-- start Source excerpt --

Office of the Attorney General
Honorable Bill Stubblefield
Opinion No. MW-154
Re: Constitutionality of a county dog ordinance based on article 192-3, V.T.C.S.
Dear Mr. Stubblefield:
You ask two questions concerning a county ordinance that authorizes the killing of dogs for attacking domestic animals. The ordinance adopts article 192-3, V.T.C.S., which includes the following provision:
Any dog, whether registered and tagged or not, when found attacking any sheep, goats, calves, and/or domestic animals or fowls, or which has recently made, or is about to make such attack on any sheep, goats, calves, and/or other domestic animals and fowls, may be killed by anyone present and witnessing or having knowledge of such attack and without liability in damage to the owner of such dog. . . .
Sec. 3. You wish to know whether this provision violates constitutional protections against taking of property without due process of law.
It is well established that property which is dangerous to the safety of the community may be summarily destroyed without violating due process of law. Sentell v. New Orleans & C. R. Co., 166 U.S. 698 (1897); Cannon v. City of Dallas, 263 S.W.2d 288 (Tex. Civ. App.--El Paso 1953, writ ref'd n.r.e.). A vicious dog which endangers the safety of property may be lawfully killed. City of Garland v. White, 368 S.W.2d 12 (Tex. Civ. App.--Eastland 1963, writ ref'd n.r.e.).
Statutes similar in most respects to that at issue here have been upheld in a number of jurisdictions. A colorado statute, whose validity was sustained in Failing v. People, 98 P.2d 865 (Colo. 1940), provided that 'any dog found running, worrying or injuring sheep or cattle may be killed.' 98 P.2d, at 866. In New Jersey, the statute permitted the destruction by any person of 'a dog . . . which is found chasing, worrying, wounding or destroying any sheep, lamb, poultry or domestic animal.' Bunn v. Shaw, 69 A.2d 576, 577 (N.J. 1949). And in Soucy v. Wysocki, 96 A.2d 225 (Conn. 1953), the court upheld a statute which provided
any owner . . . of any domestic animal or poultry . . . may kill any dog which he shall find pursuing or worrying any such domestic animal or poultry.
96 A.2d, at 228.
By contrast, the Supreme Court of Idaho struck down on due process grounds a statute which permitted a game warden to kill 'any dog running at large in territory inhabited by deer.' In that case, Smith v. Costello, 290 P.2d 742 (Id. 1955), there was 'no contention that the dogs were tracking, chasing, molesting or worrying deer or had the habit of so doing.' Id. at 743. The court held that a legislative declaration
that a dog running at large in territory inhabited by deer is a public nuisance, without more, is an arbitrary, unreasonable, and unconstitutional regulation.

-- end Source excerpt --

* **Brief 1**:
In the dog ordinance opinion, which article of V.T.C.S. does the county ordinance adopt?
* **Brief 2**:
Please retype the dog ordinance opinion from "It is well established" up to and including "1963, writ ref'd n.r.e.).".

-- start Supplied information --

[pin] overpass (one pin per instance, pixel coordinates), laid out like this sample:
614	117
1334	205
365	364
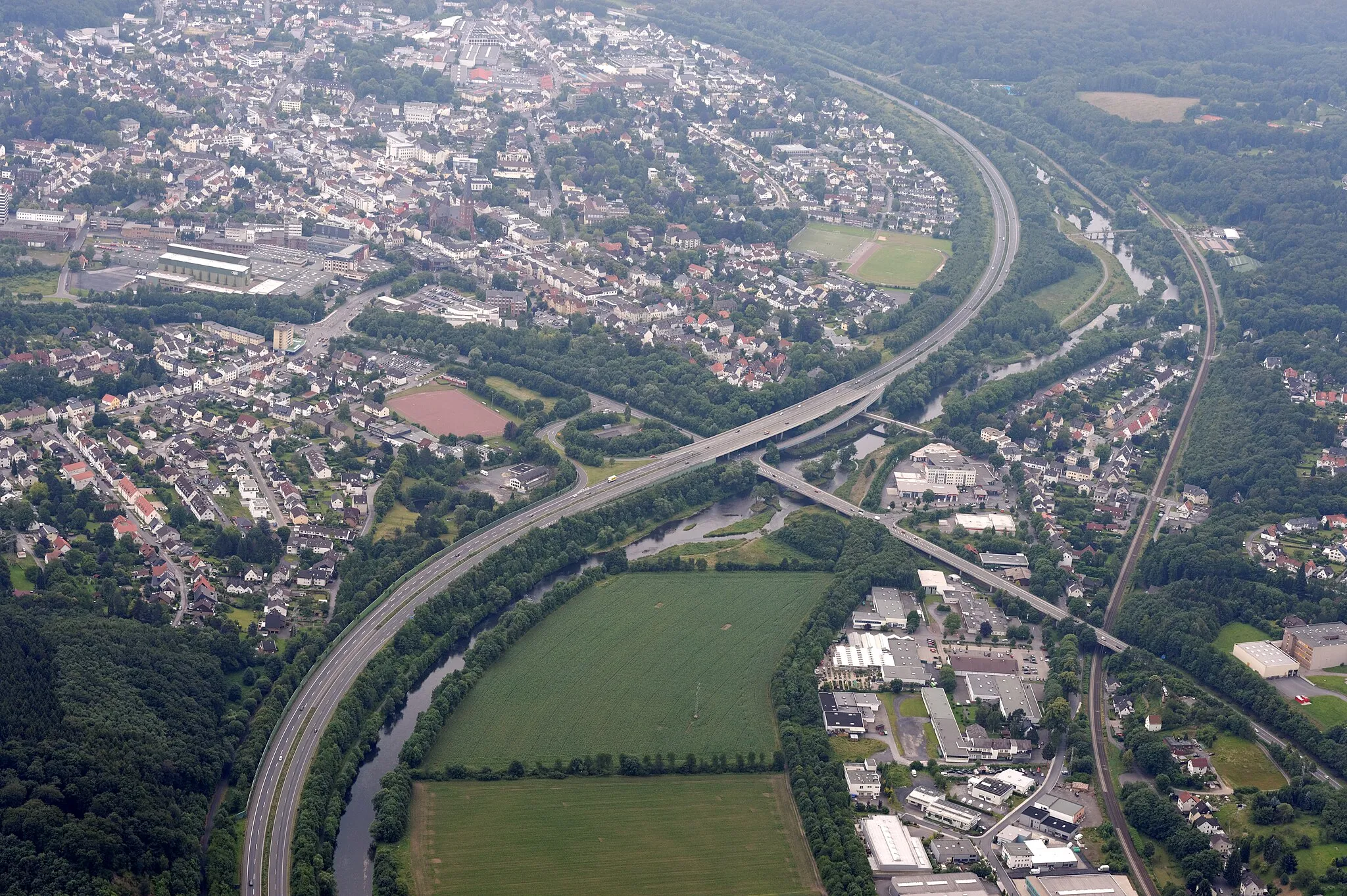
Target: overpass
899	424
275	794
935	552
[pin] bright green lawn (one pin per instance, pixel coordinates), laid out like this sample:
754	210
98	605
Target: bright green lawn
398	517
1234	634
1325	711
853	751
914	707
1242	763
903	260
519	392
627	665
667	836
830	241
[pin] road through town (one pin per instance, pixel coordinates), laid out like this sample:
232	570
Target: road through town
279	779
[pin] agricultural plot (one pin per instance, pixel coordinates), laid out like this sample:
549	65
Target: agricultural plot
722	836
643	663
1242	763
1137	106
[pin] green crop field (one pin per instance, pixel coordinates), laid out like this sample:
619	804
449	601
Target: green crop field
643	663
830	241
1242	763
903	260
722	836
1234	634
1064	296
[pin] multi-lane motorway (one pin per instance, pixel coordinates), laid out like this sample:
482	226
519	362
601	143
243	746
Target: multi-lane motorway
281	775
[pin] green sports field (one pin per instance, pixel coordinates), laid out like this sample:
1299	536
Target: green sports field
897	258
641	663
902	260
720	836
830	241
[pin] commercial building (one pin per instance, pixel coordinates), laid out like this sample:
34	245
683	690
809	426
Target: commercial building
862	779
1036	853
1267	658
1316	646
933	805
893	849
946	726
1075	885
282	335
208	266
957	884
954	849
846	712
991	790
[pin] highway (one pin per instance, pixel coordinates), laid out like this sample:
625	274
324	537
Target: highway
1098	709
279	779
935	552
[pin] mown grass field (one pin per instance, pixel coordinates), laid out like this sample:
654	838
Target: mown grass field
1242	763
1062	298
519	392
853	751
903	260
399	517
1234	634
1137	106
1326	711
830	241
670	836
643	663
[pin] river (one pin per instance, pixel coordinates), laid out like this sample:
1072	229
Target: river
352	861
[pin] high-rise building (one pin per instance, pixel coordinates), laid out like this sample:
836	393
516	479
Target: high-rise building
282	337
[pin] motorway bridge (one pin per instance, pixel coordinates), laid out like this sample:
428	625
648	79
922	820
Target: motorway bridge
274	799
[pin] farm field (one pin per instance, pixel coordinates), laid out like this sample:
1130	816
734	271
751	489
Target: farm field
1242	763
902	260
1062	298
1137	106
1234	634
441	411
668	836
643	663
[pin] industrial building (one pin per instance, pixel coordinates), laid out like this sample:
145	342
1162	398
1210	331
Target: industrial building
862	779
1075	885
1267	658
957	884
1036	853
892	848
208	266
946	726
1316	646
848	712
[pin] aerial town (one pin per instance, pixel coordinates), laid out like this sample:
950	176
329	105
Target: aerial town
358	281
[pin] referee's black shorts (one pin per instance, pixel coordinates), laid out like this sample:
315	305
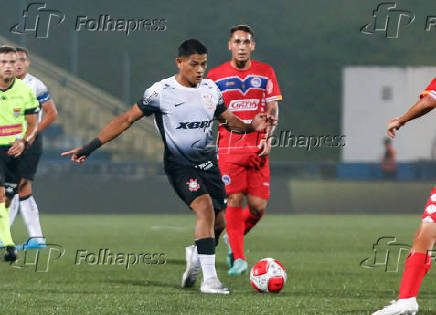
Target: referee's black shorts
29	159
8	167
190	183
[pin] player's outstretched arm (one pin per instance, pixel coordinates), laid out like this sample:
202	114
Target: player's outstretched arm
19	145
112	130
233	123
422	107
272	109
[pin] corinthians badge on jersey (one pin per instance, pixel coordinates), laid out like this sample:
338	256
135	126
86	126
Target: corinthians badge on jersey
208	100
193	185
17	112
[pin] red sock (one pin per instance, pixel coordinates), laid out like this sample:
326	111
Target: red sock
235	231
417	265
250	220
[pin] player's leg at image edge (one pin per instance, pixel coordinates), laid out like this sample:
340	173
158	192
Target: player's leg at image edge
417	264
5	234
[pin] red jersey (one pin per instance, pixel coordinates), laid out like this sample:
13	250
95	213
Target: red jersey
245	93
430	90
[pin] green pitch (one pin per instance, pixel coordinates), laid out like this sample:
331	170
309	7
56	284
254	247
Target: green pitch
322	255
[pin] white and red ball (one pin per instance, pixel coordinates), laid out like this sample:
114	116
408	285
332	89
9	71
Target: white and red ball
268	275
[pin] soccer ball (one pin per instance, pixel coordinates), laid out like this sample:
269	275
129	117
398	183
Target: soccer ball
268	275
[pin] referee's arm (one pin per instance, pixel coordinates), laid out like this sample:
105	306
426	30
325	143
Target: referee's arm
112	130
19	145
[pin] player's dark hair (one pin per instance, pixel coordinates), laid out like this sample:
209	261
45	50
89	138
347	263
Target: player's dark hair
241	27
7	49
24	50
190	47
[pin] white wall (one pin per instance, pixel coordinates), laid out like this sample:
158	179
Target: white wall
365	114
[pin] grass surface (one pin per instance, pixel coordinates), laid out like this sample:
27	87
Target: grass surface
322	255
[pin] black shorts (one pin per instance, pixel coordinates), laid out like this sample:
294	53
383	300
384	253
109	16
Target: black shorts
29	160
8	167
190	182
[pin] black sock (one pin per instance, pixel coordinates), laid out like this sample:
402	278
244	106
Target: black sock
217	236
205	246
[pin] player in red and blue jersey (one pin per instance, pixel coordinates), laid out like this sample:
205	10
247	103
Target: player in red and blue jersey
418	261
249	87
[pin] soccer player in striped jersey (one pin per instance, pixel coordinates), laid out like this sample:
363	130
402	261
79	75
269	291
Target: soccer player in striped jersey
184	107
24	199
418	261
249	87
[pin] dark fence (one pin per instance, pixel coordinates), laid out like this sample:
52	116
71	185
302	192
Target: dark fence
102	187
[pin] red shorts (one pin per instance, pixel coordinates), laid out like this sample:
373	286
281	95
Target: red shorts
430	209
245	173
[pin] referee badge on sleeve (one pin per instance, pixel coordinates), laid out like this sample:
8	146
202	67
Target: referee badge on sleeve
17	112
193	185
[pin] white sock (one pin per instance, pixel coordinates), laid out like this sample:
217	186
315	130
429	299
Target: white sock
29	211
208	266
13	209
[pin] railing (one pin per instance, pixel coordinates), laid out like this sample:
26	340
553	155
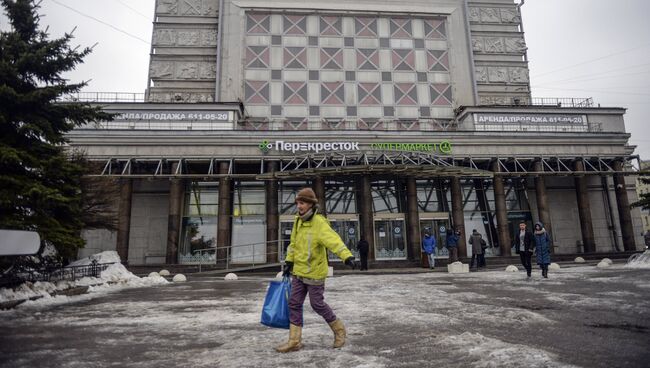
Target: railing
561	102
223	255
54	273
102	97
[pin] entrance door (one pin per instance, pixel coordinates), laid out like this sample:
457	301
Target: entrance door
348	229
286	225
438	228
390	238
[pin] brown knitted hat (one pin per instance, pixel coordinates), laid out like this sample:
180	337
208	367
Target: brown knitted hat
307	195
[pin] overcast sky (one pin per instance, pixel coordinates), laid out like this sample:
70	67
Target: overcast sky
576	48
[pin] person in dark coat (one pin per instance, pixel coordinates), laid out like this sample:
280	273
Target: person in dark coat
523	243
542	248
363	246
476	240
452	245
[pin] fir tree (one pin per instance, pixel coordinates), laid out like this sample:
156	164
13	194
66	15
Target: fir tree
40	183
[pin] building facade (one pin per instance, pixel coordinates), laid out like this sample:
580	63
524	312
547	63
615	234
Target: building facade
402	117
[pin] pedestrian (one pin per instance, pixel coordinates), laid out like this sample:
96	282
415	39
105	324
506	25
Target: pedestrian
429	248
542	248
477	250
452	245
363	246
311	238
523	243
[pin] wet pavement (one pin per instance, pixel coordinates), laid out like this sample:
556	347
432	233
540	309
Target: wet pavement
580	316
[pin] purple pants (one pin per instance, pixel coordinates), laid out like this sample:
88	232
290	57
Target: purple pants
299	291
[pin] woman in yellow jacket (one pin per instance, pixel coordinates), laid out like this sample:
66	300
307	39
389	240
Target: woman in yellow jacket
306	259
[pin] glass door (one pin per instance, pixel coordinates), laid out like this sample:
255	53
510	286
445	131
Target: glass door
348	229
438	228
390	237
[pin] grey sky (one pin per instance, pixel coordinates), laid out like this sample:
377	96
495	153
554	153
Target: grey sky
576	48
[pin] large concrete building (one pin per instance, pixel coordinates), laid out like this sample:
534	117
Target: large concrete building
402	116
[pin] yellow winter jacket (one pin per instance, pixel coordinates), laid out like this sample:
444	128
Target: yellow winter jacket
308	247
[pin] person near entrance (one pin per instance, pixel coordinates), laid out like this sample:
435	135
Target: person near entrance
311	238
429	248
452	245
523	243
542	248
476	241
363	246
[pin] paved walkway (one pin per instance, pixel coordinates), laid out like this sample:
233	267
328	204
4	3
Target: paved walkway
580	316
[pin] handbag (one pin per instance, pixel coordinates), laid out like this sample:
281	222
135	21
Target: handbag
275	312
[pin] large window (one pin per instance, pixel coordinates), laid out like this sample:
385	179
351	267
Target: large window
199	227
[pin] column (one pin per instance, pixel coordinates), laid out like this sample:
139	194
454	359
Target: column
223	219
176	191
584	209
501	212
124	219
319	189
413	221
623	204
457	215
543	212
272	216
366	213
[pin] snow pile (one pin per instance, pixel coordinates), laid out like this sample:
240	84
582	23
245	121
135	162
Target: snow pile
603	264
116	275
639	260
179	278
554	266
109	256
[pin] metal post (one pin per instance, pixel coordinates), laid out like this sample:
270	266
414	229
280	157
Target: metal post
623	205
500	208
124	219
542	201
413	220
584	209
272	216
458	216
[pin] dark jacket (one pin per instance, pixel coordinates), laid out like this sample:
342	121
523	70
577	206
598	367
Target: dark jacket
542	245
363	246
528	241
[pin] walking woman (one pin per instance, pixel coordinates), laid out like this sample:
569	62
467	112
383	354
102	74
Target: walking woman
542	248
306	259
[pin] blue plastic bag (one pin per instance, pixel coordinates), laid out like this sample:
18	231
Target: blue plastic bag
275	312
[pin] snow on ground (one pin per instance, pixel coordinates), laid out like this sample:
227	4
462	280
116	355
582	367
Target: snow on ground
395	320
115	277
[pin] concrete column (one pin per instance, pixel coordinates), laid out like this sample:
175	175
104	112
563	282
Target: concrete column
272	215
223	219
543	212
319	189
623	204
501	211
176	191
584	210
413	221
457	215
366	213
124	219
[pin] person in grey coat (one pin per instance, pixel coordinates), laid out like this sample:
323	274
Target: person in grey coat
475	241
542	248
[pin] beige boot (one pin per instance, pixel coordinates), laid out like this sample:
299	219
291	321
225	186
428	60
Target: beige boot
339	333
294	344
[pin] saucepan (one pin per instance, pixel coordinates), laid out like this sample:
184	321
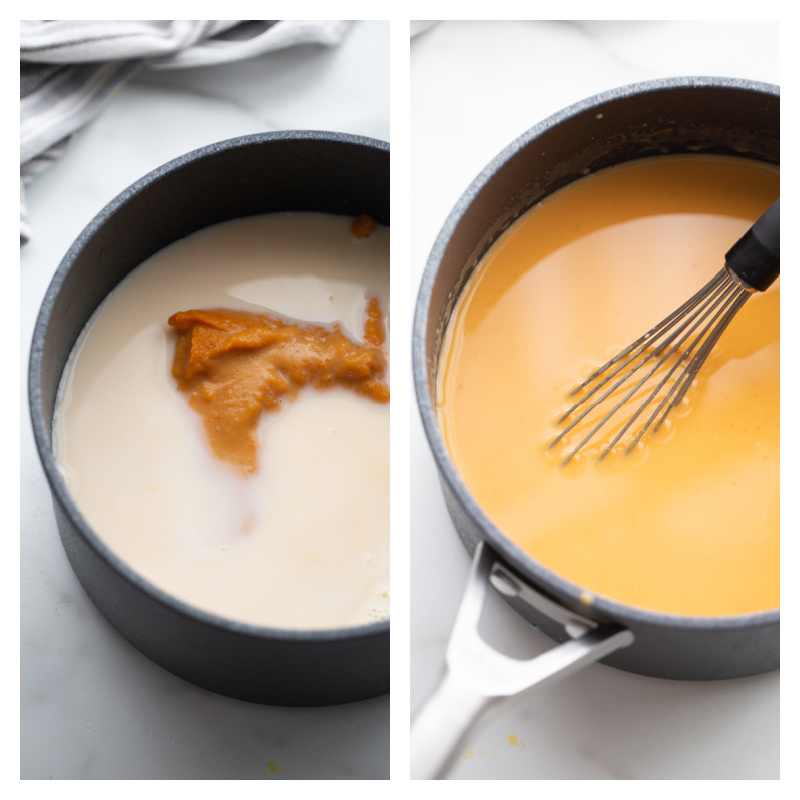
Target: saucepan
262	173
710	115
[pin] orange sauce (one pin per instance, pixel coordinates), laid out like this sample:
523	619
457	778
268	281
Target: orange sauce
689	522
235	364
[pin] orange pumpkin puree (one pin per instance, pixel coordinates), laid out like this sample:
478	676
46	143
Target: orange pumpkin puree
235	364
689	522
362	226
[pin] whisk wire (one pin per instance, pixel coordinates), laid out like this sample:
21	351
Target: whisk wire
675	329
752	264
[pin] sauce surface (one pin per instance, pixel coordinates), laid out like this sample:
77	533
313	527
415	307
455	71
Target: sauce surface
689	522
302	542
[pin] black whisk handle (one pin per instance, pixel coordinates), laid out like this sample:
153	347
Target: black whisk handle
756	257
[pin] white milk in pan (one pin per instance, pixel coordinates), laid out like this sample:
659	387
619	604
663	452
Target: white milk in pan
301	543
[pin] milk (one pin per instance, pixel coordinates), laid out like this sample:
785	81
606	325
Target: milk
304	542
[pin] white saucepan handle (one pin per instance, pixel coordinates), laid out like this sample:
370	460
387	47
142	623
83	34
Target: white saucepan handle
478	678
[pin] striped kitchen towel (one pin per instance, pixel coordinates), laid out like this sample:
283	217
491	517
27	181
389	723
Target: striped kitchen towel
69	69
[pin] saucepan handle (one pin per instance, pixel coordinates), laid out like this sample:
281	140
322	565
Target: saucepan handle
478	678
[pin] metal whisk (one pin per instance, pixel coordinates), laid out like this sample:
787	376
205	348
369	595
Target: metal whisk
668	357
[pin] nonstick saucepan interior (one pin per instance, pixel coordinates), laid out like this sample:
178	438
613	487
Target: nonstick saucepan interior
709	115
271	172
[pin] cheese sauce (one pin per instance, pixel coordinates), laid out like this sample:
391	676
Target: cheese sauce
303	540
688	523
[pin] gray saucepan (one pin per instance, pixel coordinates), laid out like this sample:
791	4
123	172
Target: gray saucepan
270	172
711	115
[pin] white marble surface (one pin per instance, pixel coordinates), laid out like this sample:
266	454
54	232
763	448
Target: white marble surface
91	706
476	86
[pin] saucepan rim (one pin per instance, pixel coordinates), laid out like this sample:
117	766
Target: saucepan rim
41	426
602	607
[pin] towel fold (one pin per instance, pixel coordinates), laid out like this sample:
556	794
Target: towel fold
70	69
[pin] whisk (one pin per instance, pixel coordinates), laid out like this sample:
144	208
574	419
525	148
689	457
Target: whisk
671	354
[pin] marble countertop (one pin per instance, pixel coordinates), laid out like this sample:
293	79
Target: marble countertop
475	87
92	707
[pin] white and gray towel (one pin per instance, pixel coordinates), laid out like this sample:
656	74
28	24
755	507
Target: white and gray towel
69	69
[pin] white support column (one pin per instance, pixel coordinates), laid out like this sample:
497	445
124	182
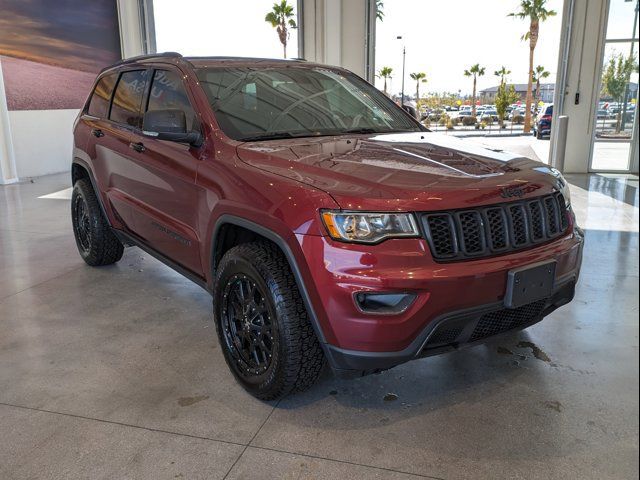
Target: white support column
132	18
335	33
582	41
8	171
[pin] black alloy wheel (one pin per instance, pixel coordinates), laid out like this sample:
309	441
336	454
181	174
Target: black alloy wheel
248	326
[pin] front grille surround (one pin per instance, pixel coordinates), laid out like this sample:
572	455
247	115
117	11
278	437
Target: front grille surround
495	229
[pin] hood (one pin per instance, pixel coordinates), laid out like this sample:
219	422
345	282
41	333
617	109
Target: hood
402	171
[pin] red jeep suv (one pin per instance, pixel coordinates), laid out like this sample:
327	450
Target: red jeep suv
324	220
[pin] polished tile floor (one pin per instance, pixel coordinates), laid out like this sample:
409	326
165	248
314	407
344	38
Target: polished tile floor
115	372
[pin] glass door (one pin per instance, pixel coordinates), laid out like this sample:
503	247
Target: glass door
615	117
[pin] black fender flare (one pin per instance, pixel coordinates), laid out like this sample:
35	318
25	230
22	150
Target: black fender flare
225	219
85	166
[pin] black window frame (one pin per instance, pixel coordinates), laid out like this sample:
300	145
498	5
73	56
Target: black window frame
110	99
134	68
196	126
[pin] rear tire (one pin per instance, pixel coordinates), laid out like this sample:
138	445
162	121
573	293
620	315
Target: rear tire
262	323
96	242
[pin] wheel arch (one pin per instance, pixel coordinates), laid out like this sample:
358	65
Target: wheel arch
260	232
81	169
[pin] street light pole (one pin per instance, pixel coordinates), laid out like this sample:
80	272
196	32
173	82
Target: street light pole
404	56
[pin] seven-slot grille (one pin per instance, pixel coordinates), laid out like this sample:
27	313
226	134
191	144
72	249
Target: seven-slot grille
481	232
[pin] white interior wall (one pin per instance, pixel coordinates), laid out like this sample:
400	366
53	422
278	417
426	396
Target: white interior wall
7	156
39	142
585	49
335	33
42	141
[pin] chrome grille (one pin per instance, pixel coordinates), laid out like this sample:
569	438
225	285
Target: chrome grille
482	232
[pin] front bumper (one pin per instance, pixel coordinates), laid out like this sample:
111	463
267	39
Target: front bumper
458	294
452	332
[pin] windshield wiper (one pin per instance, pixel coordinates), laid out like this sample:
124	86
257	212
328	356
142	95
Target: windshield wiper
360	130
267	136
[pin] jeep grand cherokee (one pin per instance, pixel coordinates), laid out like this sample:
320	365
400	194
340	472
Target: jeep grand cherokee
328	225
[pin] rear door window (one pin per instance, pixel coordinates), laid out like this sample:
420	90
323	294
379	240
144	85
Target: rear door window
99	103
127	98
168	93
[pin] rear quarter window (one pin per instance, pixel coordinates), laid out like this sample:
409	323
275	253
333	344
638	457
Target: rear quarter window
101	96
127	98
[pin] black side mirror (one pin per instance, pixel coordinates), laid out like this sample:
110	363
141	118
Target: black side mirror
169	125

-- end Supplied information --

* **Output 1**:
Article 192-3

* **Output 2**:
It is well established that property which is dangerous to the safety of the community may be summarily destroyed without violating due process of law. Sentell v. New Orleans & C. R. Co., 166 U.S. 698 (1897); Cannon v. City of Dallas, 263 S.W.2d 288 (Tex. Civ. App.--El Paso 1953, writ ref'd n.r.e.). A vicious dog which endangers the safety of property may be lawfully killed. City of Garland v. White, 368 S.W.2d 12 (Tex. Civ. App.--Eastland 1963, writ ref'd n.r.e.).